▶ [Stated goal] Give the listing again in full, exactly as written.

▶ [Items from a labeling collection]
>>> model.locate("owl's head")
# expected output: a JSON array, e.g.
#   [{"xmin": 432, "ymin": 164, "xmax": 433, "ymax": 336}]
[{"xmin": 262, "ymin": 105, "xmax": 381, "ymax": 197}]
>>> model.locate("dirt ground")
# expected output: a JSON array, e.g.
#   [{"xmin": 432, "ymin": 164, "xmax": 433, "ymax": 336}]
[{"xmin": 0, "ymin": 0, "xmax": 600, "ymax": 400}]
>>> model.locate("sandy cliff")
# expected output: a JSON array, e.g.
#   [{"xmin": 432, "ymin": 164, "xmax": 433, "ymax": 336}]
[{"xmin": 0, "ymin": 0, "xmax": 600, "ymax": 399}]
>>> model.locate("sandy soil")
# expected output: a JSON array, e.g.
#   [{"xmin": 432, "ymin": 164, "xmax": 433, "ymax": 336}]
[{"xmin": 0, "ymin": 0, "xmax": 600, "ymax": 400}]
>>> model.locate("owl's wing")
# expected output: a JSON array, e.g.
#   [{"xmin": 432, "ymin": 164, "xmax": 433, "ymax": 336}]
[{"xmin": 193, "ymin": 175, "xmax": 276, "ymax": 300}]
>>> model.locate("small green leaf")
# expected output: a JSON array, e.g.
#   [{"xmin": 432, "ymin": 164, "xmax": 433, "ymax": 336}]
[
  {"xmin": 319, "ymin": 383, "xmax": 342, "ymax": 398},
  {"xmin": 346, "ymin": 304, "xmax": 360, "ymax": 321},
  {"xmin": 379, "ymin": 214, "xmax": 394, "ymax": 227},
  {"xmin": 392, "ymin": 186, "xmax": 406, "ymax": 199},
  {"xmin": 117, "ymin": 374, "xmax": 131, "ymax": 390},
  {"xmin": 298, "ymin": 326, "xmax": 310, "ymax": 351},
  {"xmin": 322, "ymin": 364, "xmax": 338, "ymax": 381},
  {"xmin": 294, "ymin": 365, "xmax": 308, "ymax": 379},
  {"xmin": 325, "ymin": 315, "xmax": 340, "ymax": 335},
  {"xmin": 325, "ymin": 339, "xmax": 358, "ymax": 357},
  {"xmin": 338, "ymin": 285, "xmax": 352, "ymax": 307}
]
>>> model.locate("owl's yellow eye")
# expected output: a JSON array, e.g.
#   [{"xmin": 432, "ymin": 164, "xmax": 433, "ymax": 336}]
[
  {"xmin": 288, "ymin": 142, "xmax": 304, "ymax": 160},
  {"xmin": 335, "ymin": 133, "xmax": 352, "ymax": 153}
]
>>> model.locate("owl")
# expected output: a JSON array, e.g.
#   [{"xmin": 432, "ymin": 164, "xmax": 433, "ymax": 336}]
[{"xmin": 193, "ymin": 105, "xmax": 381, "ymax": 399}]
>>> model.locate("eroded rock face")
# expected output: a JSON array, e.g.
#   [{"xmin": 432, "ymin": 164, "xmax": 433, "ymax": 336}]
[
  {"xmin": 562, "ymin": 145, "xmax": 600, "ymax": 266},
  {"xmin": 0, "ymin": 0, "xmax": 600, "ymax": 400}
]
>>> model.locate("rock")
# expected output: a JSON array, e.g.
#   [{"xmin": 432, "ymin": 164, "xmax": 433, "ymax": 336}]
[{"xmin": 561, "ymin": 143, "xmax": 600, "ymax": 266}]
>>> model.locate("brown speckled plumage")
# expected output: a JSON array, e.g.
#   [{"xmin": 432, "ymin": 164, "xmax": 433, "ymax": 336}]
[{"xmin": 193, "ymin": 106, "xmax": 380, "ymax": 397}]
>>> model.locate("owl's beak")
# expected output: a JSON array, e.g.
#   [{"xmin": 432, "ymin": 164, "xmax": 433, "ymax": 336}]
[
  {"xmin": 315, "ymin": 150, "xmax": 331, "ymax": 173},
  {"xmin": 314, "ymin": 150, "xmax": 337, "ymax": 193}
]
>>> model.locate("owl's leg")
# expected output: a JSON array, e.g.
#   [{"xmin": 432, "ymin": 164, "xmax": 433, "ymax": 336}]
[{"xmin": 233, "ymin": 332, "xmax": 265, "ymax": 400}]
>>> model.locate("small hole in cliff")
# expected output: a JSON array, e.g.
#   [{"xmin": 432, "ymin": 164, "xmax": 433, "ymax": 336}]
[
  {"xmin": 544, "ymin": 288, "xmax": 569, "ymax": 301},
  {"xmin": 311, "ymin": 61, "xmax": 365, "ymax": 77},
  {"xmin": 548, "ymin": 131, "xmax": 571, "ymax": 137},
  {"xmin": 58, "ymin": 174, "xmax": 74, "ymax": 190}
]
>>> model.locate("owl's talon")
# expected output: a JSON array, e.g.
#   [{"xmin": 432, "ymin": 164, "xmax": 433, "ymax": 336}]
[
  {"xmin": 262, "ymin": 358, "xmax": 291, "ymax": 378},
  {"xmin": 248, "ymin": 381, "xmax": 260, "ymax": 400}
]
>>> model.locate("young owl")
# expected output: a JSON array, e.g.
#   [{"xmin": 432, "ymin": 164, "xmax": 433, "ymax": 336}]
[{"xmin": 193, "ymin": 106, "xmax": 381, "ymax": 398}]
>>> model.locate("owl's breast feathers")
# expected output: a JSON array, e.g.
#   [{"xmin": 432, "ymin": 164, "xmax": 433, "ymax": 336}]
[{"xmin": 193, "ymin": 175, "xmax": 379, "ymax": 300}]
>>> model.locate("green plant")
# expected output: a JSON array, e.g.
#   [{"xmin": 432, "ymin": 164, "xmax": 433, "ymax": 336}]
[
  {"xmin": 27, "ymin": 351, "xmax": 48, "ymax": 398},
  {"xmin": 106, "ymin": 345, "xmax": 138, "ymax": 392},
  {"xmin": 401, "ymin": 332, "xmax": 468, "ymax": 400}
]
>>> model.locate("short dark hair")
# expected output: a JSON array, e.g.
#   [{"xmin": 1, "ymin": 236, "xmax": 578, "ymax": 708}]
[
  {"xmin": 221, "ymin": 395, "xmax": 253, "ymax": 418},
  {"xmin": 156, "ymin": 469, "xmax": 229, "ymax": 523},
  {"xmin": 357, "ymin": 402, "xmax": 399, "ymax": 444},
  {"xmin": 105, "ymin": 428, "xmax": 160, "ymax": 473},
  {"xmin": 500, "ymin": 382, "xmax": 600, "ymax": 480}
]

▶ [Final result]
>>> model.locate("owl's head")
# expected output: a JSON array, e.g.
#   [{"xmin": 432, "ymin": 164, "xmax": 433, "ymax": 336}]
[{"xmin": 262, "ymin": 105, "xmax": 381, "ymax": 197}]
>>> model.locate("dirt ground")
# expected output: a JSON array, e.g.
#   [{"xmin": 432, "ymin": 164, "xmax": 433, "ymax": 336}]
[{"xmin": 0, "ymin": 0, "xmax": 600, "ymax": 400}]
>>> model.locate("sandy cliff")
# expected output: a JSON array, e.g.
#   [{"xmin": 432, "ymin": 164, "xmax": 433, "ymax": 336}]
[{"xmin": 0, "ymin": 0, "xmax": 600, "ymax": 399}]
>>> model.locate("sandy soil")
# expected output: a JSON array, e.g.
#   [{"xmin": 432, "ymin": 164, "xmax": 433, "ymax": 336}]
[{"xmin": 0, "ymin": 0, "xmax": 600, "ymax": 400}]
>>> model.locate("owl's wing")
# expected output: a JSON array, e.g.
#   [{"xmin": 432, "ymin": 164, "xmax": 433, "ymax": 336}]
[{"xmin": 193, "ymin": 175, "xmax": 276, "ymax": 300}]
>>> model.locate("small green leaf")
# expected output: a JSON array, e.g.
#   [{"xmin": 432, "ymin": 164, "xmax": 433, "ymax": 336}]
[
  {"xmin": 319, "ymin": 383, "xmax": 342, "ymax": 398},
  {"xmin": 346, "ymin": 304, "xmax": 360, "ymax": 321},
  {"xmin": 379, "ymin": 214, "xmax": 394, "ymax": 227},
  {"xmin": 392, "ymin": 186, "xmax": 406, "ymax": 199},
  {"xmin": 117, "ymin": 374, "xmax": 131, "ymax": 390},
  {"xmin": 298, "ymin": 326, "xmax": 310, "ymax": 351},
  {"xmin": 322, "ymin": 364, "xmax": 338, "ymax": 381},
  {"xmin": 294, "ymin": 365, "xmax": 308, "ymax": 379},
  {"xmin": 325, "ymin": 315, "xmax": 340, "ymax": 335},
  {"xmin": 325, "ymin": 339, "xmax": 358, "ymax": 357},
  {"xmin": 338, "ymin": 285, "xmax": 352, "ymax": 307}
]
>>> model.locate("owl's yellow eye")
# expected output: a JSON array, e.g.
#   [{"xmin": 432, "ymin": 164, "xmax": 433, "ymax": 336}]
[
  {"xmin": 288, "ymin": 142, "xmax": 304, "ymax": 160},
  {"xmin": 335, "ymin": 133, "xmax": 352, "ymax": 153}
]
>>> model.locate("owl")
# expected output: a JSON array, e.g.
#   [{"xmin": 432, "ymin": 164, "xmax": 433, "ymax": 336}]
[{"xmin": 193, "ymin": 105, "xmax": 381, "ymax": 399}]
>>> model.locate("eroded rock face")
# expected output: a JSON array, e.g.
#   [{"xmin": 432, "ymin": 164, "xmax": 433, "ymax": 336}]
[
  {"xmin": 562, "ymin": 145, "xmax": 600, "ymax": 266},
  {"xmin": 0, "ymin": 0, "xmax": 600, "ymax": 400}
]
>>> model.locate("rock")
# expected output: a JSON array, e.g.
#   [{"xmin": 432, "ymin": 164, "xmax": 433, "ymax": 336}]
[{"xmin": 561, "ymin": 143, "xmax": 600, "ymax": 266}]
>>> model.locate("brown speckled plumage")
# expected output: a JSON array, e.g.
#   [{"xmin": 432, "ymin": 164, "xmax": 433, "ymax": 336}]
[{"xmin": 193, "ymin": 106, "xmax": 380, "ymax": 397}]
>>> model.locate("owl's beak")
# expected output: a JSON array, e.g.
#   [{"xmin": 432, "ymin": 164, "xmax": 433, "ymax": 336}]
[
  {"xmin": 315, "ymin": 150, "xmax": 331, "ymax": 173},
  {"xmin": 314, "ymin": 150, "xmax": 337, "ymax": 193}
]
>>> model.locate("owl's leg")
# expected output: a JSON array, e.g.
#   [{"xmin": 432, "ymin": 164, "xmax": 433, "ymax": 336}]
[{"xmin": 233, "ymin": 332, "xmax": 265, "ymax": 400}]
>>> model.locate("small hole in cliff")
# expected output: a JSON array, e.g.
#   [{"xmin": 432, "ymin": 164, "xmax": 433, "ymax": 336}]
[
  {"xmin": 544, "ymin": 288, "xmax": 569, "ymax": 301},
  {"xmin": 311, "ymin": 61, "xmax": 365, "ymax": 77},
  {"xmin": 548, "ymin": 131, "xmax": 571, "ymax": 137},
  {"xmin": 58, "ymin": 174, "xmax": 74, "ymax": 190}
]
>>> model.locate("owl's talon")
# expected output: a JSON array, e.g.
#   [{"xmin": 432, "ymin": 164, "xmax": 433, "ymax": 336}]
[
  {"xmin": 262, "ymin": 358, "xmax": 291, "ymax": 378},
  {"xmin": 248, "ymin": 381, "xmax": 260, "ymax": 400}
]
>>> model.locate("young owl")
# expected output: a JSON array, e.g.
#   [{"xmin": 432, "ymin": 164, "xmax": 433, "ymax": 336}]
[{"xmin": 193, "ymin": 106, "xmax": 381, "ymax": 398}]
>>> model.locate("owl's breast feathers")
# expected output: a JSON array, e.g.
#   [{"xmin": 432, "ymin": 164, "xmax": 433, "ymax": 336}]
[{"xmin": 193, "ymin": 175, "xmax": 379, "ymax": 300}]
>>> model.locate("green plant")
# expected output: a JSON array, e.g.
#   [{"xmin": 432, "ymin": 164, "xmax": 433, "ymax": 336}]
[
  {"xmin": 27, "ymin": 351, "xmax": 48, "ymax": 398},
  {"xmin": 106, "ymin": 345, "xmax": 138, "ymax": 392},
  {"xmin": 401, "ymin": 332, "xmax": 468, "ymax": 400}
]
>>> model.locate("short dark hair")
# expected output: a JSON array, e.g.
#   [{"xmin": 1, "ymin": 236, "xmax": 578, "ymax": 708}]
[
  {"xmin": 221, "ymin": 395, "xmax": 253, "ymax": 418},
  {"xmin": 156, "ymin": 469, "xmax": 229, "ymax": 523},
  {"xmin": 357, "ymin": 402, "xmax": 399, "ymax": 444},
  {"xmin": 105, "ymin": 428, "xmax": 160, "ymax": 473},
  {"xmin": 500, "ymin": 382, "xmax": 600, "ymax": 480}
]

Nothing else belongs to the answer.